Exercise description:
Answer these questions from the suction device claims:
1. What is the outer side wall of the piston sleeved with in claim 13?
2. Which part is inserted in the opening in claim 14?
3. What is arranged in the opening hole in claim 15?

Text block:

= Beginning of Section =

13. The suction device for sucking the obstruction in the respiratory tract according to claim 12, wherein the outer side wall of the piston is sleeved with a second sealing ring, and a center of the second sealing ring and a center of the first sealing ring both fall on a central axis of the piston; and an inner side wall of the second sealing ring is hermetically connected to the outer side wall of the piston, and an outer side wall of the second sealing ring is movably and hermetically connected to the inner side wall of the housing.

14. The suction device for sucking the obstruction in the respiratory tract according to claim 12, wherein the connector comprises a base plate, an upper side of the base plate is provided with a hollow upper connecting cylinder, the upper connecting cylinder is inserted in the opening, and an outer side of the upper connecting cylinder is hermetically connected to an inner side of the opening; and a lower side of the base plate is provided with a hollow lower connecting cylinder, the first connecting cylinder is inserted in the lower connecting cylinder, and an outer side of the first connecting cylinder is hermetically connected to an inner side of the lower connecting cylinder.

15. The suction device for sucking the obstruction in the respiratory tract according to claim 14, wherein the connector is further provided with an opening hole, the opening hole runs through the base plate, a lower end of the opening hole is communicated with the outside, an external check valve is arranged in the opening hole, and the external check valve can allow a gas in a housing of the connector to flow out to the outside.

= End of Section =

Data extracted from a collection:
= Beginning of Section =

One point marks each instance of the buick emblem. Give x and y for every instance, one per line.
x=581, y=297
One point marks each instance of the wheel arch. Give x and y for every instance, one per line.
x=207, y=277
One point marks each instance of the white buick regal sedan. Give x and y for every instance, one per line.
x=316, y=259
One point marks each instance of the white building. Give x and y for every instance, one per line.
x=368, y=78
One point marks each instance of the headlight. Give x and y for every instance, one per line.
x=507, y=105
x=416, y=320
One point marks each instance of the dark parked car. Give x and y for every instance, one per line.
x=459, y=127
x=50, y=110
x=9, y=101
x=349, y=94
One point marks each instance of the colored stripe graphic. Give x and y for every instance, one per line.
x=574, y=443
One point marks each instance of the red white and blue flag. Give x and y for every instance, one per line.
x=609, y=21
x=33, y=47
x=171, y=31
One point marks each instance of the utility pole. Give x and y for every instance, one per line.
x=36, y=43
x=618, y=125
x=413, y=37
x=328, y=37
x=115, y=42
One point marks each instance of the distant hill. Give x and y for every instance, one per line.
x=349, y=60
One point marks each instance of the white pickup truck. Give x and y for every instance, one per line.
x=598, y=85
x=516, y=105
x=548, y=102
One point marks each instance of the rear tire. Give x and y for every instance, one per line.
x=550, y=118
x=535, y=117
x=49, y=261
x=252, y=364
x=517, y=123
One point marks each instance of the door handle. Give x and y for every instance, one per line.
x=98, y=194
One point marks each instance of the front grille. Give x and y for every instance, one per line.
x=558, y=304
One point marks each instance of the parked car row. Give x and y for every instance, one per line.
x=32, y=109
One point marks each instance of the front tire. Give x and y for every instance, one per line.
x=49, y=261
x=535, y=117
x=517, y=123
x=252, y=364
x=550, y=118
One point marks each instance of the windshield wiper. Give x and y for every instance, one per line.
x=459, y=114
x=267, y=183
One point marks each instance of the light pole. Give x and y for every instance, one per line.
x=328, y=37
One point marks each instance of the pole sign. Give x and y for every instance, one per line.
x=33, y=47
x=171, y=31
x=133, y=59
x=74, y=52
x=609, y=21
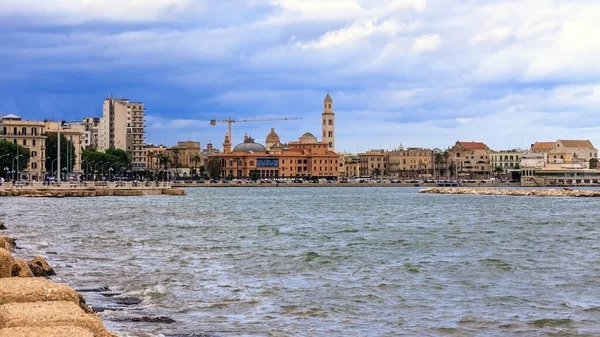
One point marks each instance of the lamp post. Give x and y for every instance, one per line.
x=16, y=158
x=52, y=166
x=87, y=170
x=103, y=169
x=96, y=171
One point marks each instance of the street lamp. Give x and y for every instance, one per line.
x=52, y=166
x=96, y=171
x=13, y=165
x=103, y=169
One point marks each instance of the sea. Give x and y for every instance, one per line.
x=322, y=261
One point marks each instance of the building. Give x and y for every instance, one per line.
x=373, y=163
x=305, y=158
x=411, y=163
x=122, y=127
x=508, y=160
x=89, y=128
x=560, y=163
x=74, y=137
x=469, y=159
x=31, y=135
x=186, y=155
x=328, y=122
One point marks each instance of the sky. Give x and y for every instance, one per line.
x=417, y=73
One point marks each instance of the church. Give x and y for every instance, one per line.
x=305, y=158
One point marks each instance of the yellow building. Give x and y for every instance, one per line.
x=469, y=159
x=373, y=163
x=411, y=162
x=74, y=137
x=31, y=135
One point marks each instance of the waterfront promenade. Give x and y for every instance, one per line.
x=89, y=189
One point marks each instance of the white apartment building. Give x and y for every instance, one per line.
x=122, y=127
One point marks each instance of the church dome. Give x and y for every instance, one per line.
x=308, y=138
x=249, y=146
x=272, y=137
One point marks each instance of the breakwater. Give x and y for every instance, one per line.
x=88, y=190
x=565, y=192
x=34, y=306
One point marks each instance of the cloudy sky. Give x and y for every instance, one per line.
x=412, y=72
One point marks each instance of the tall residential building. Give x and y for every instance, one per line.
x=122, y=127
x=31, y=135
x=328, y=120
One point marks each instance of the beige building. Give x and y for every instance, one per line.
x=411, y=162
x=74, y=137
x=122, y=127
x=508, y=160
x=372, y=161
x=469, y=159
x=186, y=154
x=31, y=135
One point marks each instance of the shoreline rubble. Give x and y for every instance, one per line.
x=38, y=307
x=565, y=192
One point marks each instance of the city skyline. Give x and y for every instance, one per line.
x=413, y=72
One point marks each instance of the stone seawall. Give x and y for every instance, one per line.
x=38, y=307
x=87, y=192
x=565, y=192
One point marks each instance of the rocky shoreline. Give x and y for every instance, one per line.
x=32, y=305
x=564, y=192
x=87, y=192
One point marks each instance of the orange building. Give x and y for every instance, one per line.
x=304, y=158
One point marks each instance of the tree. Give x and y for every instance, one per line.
x=67, y=153
x=196, y=159
x=121, y=155
x=8, y=152
x=237, y=161
x=214, y=167
x=499, y=170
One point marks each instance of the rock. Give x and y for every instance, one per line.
x=20, y=290
x=83, y=305
x=127, y=300
x=93, y=290
x=7, y=243
x=20, y=269
x=39, y=263
x=5, y=263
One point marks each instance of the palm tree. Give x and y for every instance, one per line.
x=196, y=159
x=237, y=161
x=498, y=170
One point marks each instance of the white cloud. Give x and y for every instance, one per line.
x=426, y=43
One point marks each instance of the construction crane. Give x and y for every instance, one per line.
x=230, y=121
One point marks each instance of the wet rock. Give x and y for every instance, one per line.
x=7, y=243
x=20, y=269
x=5, y=263
x=147, y=319
x=43, y=265
x=93, y=290
x=127, y=300
x=82, y=304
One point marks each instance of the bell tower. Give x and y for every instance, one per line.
x=328, y=123
x=227, y=144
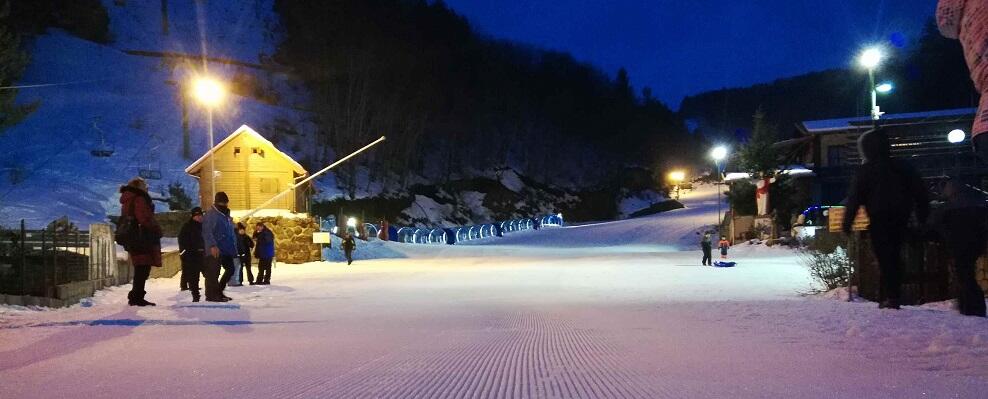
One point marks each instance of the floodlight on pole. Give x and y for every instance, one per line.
x=956, y=136
x=209, y=93
x=871, y=58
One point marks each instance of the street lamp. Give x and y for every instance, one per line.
x=677, y=178
x=210, y=93
x=719, y=154
x=956, y=136
x=871, y=59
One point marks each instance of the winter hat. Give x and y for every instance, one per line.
x=221, y=198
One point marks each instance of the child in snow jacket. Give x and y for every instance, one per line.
x=348, y=246
x=723, y=245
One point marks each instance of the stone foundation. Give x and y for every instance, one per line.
x=292, y=237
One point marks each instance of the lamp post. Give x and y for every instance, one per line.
x=210, y=93
x=871, y=59
x=719, y=154
x=677, y=178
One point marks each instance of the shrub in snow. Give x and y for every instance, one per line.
x=830, y=270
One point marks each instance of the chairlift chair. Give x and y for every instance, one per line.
x=102, y=150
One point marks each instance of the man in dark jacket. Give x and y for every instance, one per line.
x=890, y=190
x=264, y=251
x=348, y=245
x=192, y=252
x=707, y=247
x=962, y=222
x=145, y=252
x=244, y=247
x=221, y=246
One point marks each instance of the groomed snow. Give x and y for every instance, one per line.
x=560, y=313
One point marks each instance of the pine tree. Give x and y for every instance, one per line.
x=13, y=60
x=758, y=157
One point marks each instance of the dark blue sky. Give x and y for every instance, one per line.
x=683, y=47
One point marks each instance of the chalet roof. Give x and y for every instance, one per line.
x=244, y=129
x=864, y=122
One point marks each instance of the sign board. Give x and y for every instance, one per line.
x=835, y=219
x=320, y=237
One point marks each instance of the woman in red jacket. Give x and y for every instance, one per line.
x=146, y=250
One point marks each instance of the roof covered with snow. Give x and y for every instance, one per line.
x=244, y=129
x=861, y=122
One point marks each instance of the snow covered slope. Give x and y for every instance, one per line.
x=672, y=230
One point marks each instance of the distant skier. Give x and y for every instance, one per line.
x=349, y=244
x=264, y=251
x=724, y=245
x=707, y=246
x=962, y=222
x=192, y=252
x=244, y=247
x=890, y=190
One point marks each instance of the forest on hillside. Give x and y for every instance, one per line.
x=928, y=75
x=452, y=101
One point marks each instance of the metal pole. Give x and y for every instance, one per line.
x=874, y=96
x=212, y=157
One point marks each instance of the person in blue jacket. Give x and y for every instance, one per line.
x=221, y=247
x=264, y=252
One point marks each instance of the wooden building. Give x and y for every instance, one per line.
x=251, y=171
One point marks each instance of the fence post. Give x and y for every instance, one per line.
x=23, y=290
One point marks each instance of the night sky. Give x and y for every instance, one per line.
x=683, y=47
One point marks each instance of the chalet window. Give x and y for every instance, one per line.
x=269, y=186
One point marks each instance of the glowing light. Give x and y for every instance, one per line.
x=956, y=136
x=871, y=58
x=208, y=92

= End of Section =

Completed exercise:
1. A second sealing ring.
2. The upper connecting cylinder.
3. An external check valve.